======== LISTING ========

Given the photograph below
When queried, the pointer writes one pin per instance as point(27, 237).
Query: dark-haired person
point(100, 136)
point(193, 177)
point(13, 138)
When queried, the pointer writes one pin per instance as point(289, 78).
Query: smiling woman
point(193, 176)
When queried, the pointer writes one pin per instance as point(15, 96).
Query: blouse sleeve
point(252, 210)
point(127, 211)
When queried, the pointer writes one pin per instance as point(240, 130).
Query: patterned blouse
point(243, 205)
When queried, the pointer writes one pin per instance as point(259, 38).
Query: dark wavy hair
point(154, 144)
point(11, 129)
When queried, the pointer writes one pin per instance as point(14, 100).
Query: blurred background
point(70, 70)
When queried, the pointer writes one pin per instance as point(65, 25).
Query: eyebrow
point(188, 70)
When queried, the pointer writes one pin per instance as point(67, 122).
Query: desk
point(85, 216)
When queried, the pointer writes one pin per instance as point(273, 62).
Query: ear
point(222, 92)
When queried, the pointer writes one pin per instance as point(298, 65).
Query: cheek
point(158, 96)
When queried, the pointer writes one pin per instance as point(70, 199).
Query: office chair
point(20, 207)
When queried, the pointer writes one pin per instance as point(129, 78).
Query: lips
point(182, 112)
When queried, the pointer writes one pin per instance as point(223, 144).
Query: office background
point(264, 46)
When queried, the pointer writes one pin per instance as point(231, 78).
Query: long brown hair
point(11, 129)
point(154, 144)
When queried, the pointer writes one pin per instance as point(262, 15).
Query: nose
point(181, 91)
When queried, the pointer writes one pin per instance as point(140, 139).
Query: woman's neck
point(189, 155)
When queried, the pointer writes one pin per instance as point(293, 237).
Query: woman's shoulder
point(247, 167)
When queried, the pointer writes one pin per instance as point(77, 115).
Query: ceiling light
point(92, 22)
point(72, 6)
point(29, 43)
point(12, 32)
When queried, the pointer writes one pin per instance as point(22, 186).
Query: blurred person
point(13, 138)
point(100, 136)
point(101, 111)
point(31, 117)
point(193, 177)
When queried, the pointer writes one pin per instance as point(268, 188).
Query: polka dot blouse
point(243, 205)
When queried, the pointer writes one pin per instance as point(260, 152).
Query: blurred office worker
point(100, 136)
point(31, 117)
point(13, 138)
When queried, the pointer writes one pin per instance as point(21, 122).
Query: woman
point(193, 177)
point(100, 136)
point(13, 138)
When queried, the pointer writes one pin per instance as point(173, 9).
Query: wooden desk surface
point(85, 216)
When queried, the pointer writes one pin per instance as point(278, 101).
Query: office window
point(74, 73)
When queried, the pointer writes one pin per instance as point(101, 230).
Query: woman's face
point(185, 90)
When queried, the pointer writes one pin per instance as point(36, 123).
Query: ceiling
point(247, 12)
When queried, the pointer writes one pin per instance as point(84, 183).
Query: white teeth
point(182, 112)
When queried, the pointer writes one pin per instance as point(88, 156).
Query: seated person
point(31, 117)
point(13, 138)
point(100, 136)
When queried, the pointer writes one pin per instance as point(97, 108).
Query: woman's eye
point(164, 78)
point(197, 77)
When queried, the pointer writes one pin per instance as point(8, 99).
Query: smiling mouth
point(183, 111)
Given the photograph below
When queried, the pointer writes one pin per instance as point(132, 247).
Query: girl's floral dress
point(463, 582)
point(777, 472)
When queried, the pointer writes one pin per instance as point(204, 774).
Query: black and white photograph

========

*SET EXERCISE*
Please echo all of the rows above verbatim, line for line.

*SOLUTION*
Given the photograph below
When queried, the pointer writes one pin per instance as point(27, 237).
Query: dark-haired person
point(100, 136)
point(193, 177)
point(13, 138)
When queried, the pointer writes one pin per instance as point(289, 78).
Query: smiling woman
point(193, 176)
When queried, the pointer writes one pin per instance as point(15, 96).
Query: blouse sleeve
point(252, 210)
point(127, 211)
When queried, the pointer writes one pin per instance as point(240, 130).
Query: patterned blouse
point(243, 205)
When queried, the pointer writes one pin per instance as point(259, 38).
Query: dark wavy hair
point(154, 144)
point(11, 129)
When queried, the pointer writes one pin per instance as point(14, 100).
Query: blurred background
point(70, 70)
When queried, the pointer writes one pin per instance as point(65, 25).
Query: eyebrow
point(188, 70)
When queried, the pointer writes one pin per instance as point(67, 122).
Query: desk
point(85, 216)
When queried, the pointer writes one pin per instance as point(273, 62).
Query: ear
point(222, 92)
When queried, the pointer writes one pin per instance as point(298, 65).
Query: cheek
point(158, 96)
When queried, the pointer writes one pin per instance as point(70, 199).
Query: office chair
point(20, 207)
When queried, the pointer writes one pin per instance as point(129, 78).
Query: lips
point(182, 112)
When queried, the pointer writes one pin per instance as point(223, 144).
Query: office background
point(264, 46)
When queried, the pointer writes one pin per instance as point(231, 78).
Query: long brown hair
point(11, 129)
point(154, 144)
When queried, the pointer writes one pin per instance as point(262, 15).
Query: nose
point(181, 91)
When queried, the pointer writes one pin per instance as point(140, 139).
Query: woman's neck
point(189, 155)
When queried, the pointer writes one pin per instance as point(293, 237).
Query: woman's shoulder
point(247, 167)
When queried, the pointer writes one pin per instance as point(77, 115).
Query: ceiling light
point(92, 22)
point(72, 6)
point(29, 43)
point(12, 32)
When queried, the pointer writes one pin per instance as point(22, 186).
Query: blurred person
point(13, 138)
point(100, 136)
point(101, 111)
point(31, 117)
point(193, 177)
When queried, the pointer writes one pin per instance as point(268, 188).
Query: polka dot blouse
point(243, 205)
When queried, the pointer writes one pin per instance as point(260, 152).
Query: blurred office worker
point(100, 136)
point(31, 117)
point(13, 138)
When queried, the pointer writes one pin per instance as point(21, 122).
Query: woman
point(193, 177)
point(100, 136)
point(13, 138)
When queried, the pointer writes one pin per instance as point(173, 9).
Query: wooden desk surface
point(85, 216)
When queried, the pointer writes one pin per instance as point(278, 101).
Query: office window
point(74, 73)
When queried, the pointer writes one pin per instance as point(101, 230).
Query: woman's face
point(185, 90)
When queried, the pointer writes one pin per instance as point(36, 123).
Query: ceiling
point(247, 12)
When queried, the pointer writes one pin per instance as point(84, 183).
Query: white teeth
point(182, 112)
When queried, the pointer writes one pin per instance as point(88, 156).
Query: seated person
point(31, 117)
point(13, 138)
point(100, 136)
When queried, the pointer writes one pin per instance as point(97, 108).
Query: woman's eye
point(164, 78)
point(197, 77)
When queried, the pointer writes one pin per instance as point(8, 99).
Query: smiling mouth
point(183, 111)
Given the photograph below
When queried, the pointer writes one pin per instance as point(132, 247).
Query: girl's floral dress
point(463, 582)
point(777, 472)
When queried, the pointer writes one pin per instance as point(204, 774).
Query: black and white photograph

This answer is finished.